GOAL OF THE EXERCISE: Lay out the records below as a numbered list, leaving out any blank lines, covering only the lines from the line with "In this picture, where can the gravel" up to and including the line with "point(295, 688)".

MATERIAL PROVIDED:
>> Start
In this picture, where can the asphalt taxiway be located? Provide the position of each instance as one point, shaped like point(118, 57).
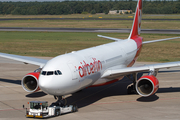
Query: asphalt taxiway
point(103, 30)
point(102, 103)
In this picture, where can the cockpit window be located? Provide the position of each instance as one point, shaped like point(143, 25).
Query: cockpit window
point(56, 72)
point(50, 73)
point(59, 72)
point(43, 73)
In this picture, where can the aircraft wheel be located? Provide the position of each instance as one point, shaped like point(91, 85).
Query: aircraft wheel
point(131, 90)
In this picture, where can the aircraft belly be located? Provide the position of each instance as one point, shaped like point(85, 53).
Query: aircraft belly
point(105, 81)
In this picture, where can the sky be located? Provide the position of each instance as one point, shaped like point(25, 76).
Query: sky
point(28, 0)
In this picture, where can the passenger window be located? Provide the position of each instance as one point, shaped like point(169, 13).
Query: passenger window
point(59, 72)
point(50, 73)
point(43, 73)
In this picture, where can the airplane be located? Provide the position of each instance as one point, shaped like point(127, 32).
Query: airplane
point(95, 66)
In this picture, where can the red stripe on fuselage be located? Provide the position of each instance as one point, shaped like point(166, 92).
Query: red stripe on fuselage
point(138, 41)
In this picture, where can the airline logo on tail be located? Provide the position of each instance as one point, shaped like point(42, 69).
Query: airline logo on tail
point(136, 28)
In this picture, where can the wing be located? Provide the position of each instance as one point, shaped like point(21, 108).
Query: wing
point(145, 42)
point(26, 60)
point(145, 68)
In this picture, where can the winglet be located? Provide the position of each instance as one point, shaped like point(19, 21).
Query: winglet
point(136, 28)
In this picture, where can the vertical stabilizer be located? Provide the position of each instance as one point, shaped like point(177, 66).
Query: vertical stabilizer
point(136, 28)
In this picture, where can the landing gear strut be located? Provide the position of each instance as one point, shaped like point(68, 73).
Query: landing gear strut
point(60, 102)
point(131, 88)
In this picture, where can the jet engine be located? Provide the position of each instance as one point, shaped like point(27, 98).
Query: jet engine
point(30, 82)
point(147, 85)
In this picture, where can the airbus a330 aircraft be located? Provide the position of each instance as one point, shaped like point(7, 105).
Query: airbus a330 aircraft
point(96, 66)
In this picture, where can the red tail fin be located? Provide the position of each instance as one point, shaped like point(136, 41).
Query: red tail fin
point(136, 28)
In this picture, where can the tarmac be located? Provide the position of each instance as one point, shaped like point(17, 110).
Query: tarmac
point(110, 102)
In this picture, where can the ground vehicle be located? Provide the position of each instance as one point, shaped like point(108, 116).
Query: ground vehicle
point(40, 109)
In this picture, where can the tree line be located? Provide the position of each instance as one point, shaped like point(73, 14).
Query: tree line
point(79, 7)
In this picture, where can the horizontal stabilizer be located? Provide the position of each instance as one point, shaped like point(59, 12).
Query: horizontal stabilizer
point(145, 42)
point(110, 38)
point(145, 68)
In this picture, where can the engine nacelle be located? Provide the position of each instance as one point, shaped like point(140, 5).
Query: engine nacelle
point(147, 85)
point(30, 82)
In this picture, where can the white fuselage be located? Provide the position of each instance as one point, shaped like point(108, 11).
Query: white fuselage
point(84, 68)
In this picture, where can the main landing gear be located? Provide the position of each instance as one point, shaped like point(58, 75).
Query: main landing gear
point(131, 88)
point(60, 101)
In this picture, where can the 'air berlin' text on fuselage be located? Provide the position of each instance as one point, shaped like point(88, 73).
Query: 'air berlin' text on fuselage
point(93, 67)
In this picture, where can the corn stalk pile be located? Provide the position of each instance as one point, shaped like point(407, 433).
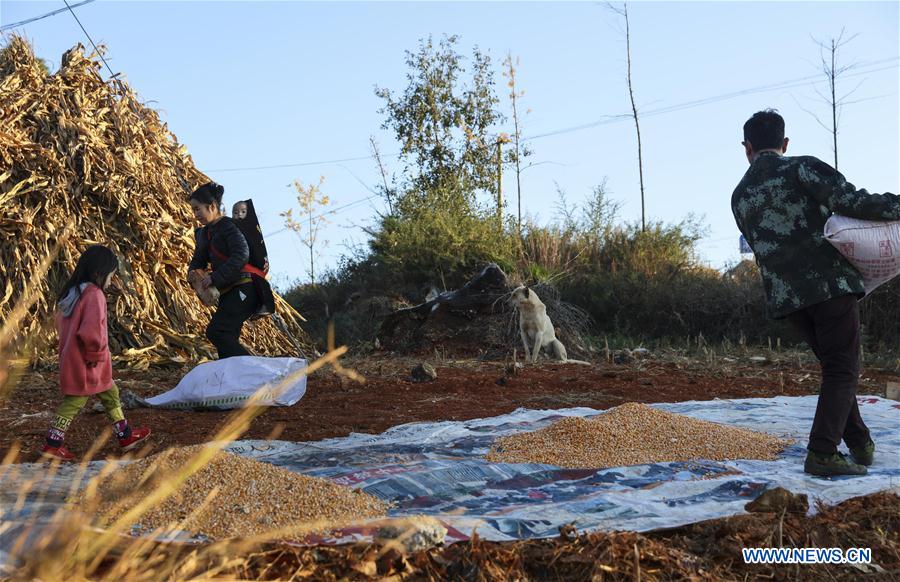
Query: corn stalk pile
point(83, 162)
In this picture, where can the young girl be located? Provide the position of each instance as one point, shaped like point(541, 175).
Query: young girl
point(85, 367)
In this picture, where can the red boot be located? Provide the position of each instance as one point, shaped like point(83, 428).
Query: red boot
point(138, 435)
point(60, 452)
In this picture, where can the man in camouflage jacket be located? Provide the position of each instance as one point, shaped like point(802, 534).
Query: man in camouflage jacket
point(781, 206)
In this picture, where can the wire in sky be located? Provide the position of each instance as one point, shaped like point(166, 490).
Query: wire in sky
point(608, 119)
point(42, 16)
point(113, 75)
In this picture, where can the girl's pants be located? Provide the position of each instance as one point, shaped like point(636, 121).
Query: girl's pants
point(72, 405)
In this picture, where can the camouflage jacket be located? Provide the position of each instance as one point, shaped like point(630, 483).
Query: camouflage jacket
point(781, 206)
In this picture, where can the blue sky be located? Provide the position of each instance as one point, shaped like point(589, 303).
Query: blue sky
point(248, 84)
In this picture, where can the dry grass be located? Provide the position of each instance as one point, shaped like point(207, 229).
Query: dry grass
point(85, 162)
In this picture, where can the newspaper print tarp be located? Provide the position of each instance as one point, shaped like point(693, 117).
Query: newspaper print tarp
point(437, 469)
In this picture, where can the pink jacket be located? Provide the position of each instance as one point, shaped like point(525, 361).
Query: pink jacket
point(83, 338)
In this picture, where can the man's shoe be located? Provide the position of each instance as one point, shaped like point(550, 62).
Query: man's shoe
point(831, 465)
point(60, 452)
point(864, 455)
point(137, 436)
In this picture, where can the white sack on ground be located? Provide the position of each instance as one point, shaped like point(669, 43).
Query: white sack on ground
point(872, 247)
point(228, 383)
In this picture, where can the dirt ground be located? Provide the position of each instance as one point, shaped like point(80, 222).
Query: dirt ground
point(709, 550)
point(334, 406)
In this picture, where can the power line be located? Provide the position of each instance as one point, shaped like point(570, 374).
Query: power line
point(791, 84)
point(112, 75)
point(41, 17)
point(608, 119)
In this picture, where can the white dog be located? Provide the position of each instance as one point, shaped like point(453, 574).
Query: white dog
point(536, 327)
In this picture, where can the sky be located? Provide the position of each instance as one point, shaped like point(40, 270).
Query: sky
point(291, 84)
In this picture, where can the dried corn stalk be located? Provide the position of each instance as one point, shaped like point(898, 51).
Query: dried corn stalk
point(74, 146)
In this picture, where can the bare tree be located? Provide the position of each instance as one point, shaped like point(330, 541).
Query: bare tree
point(623, 12)
point(519, 151)
point(311, 201)
point(388, 192)
point(828, 54)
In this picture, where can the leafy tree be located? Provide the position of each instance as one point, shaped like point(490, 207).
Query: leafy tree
point(443, 121)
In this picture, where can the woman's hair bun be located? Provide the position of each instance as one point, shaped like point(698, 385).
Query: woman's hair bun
point(209, 193)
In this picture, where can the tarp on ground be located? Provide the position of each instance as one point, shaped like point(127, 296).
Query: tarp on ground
point(437, 469)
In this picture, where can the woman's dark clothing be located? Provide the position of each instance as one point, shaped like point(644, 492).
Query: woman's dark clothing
point(230, 242)
point(239, 298)
point(224, 329)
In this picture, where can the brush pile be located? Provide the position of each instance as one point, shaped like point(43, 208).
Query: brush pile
point(82, 162)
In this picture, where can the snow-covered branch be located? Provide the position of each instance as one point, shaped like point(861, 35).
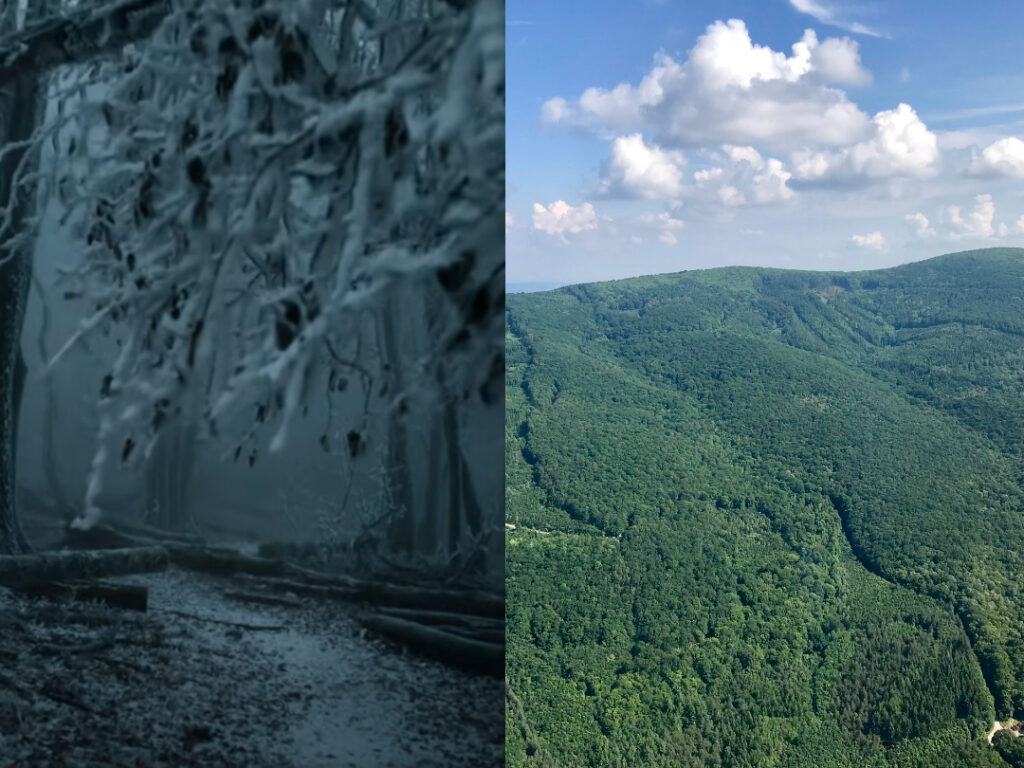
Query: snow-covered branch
point(78, 37)
point(311, 167)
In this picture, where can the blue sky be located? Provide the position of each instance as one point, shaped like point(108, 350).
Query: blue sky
point(656, 135)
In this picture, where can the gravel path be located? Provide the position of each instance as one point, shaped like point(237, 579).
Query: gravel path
point(181, 686)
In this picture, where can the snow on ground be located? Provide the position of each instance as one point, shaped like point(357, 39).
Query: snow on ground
point(295, 688)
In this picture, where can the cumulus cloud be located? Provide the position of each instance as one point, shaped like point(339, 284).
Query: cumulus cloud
point(664, 223)
point(1003, 158)
point(731, 90)
point(871, 241)
point(826, 14)
point(922, 226)
point(747, 178)
point(838, 60)
point(560, 218)
point(975, 223)
point(639, 170)
point(555, 111)
point(900, 144)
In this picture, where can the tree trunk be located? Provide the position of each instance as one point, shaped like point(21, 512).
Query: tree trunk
point(401, 529)
point(168, 477)
point(455, 484)
point(75, 565)
point(20, 109)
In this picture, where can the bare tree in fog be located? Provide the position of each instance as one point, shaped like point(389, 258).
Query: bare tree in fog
point(302, 167)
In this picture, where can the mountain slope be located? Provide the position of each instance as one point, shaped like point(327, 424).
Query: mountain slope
point(767, 517)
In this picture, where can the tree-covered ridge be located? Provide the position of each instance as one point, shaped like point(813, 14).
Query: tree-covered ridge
point(767, 517)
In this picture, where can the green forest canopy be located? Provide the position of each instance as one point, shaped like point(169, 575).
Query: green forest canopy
point(767, 517)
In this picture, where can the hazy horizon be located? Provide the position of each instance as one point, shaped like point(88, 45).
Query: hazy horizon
point(782, 133)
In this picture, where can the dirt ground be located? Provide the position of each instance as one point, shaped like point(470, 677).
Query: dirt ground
point(204, 680)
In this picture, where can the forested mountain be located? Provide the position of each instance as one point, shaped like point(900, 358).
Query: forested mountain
point(761, 517)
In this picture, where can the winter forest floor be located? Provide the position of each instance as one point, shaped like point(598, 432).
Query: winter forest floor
point(203, 680)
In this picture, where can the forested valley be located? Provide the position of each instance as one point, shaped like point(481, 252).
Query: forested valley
point(251, 310)
point(763, 517)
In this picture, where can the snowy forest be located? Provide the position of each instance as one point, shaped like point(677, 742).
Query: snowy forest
point(251, 382)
>> End
COMPLETE RESPONSE:
1. In this picture, where can the gravel path be located? Provide the position of each instance as one point, shaped like point(237, 579).
2. Query: gravel path
3. point(181, 686)
4. In this picture, where can the snow on ground be located? Provide the position of each instance as one point, shaped like point(357, 39).
5. Query: snow on ground
6. point(295, 688)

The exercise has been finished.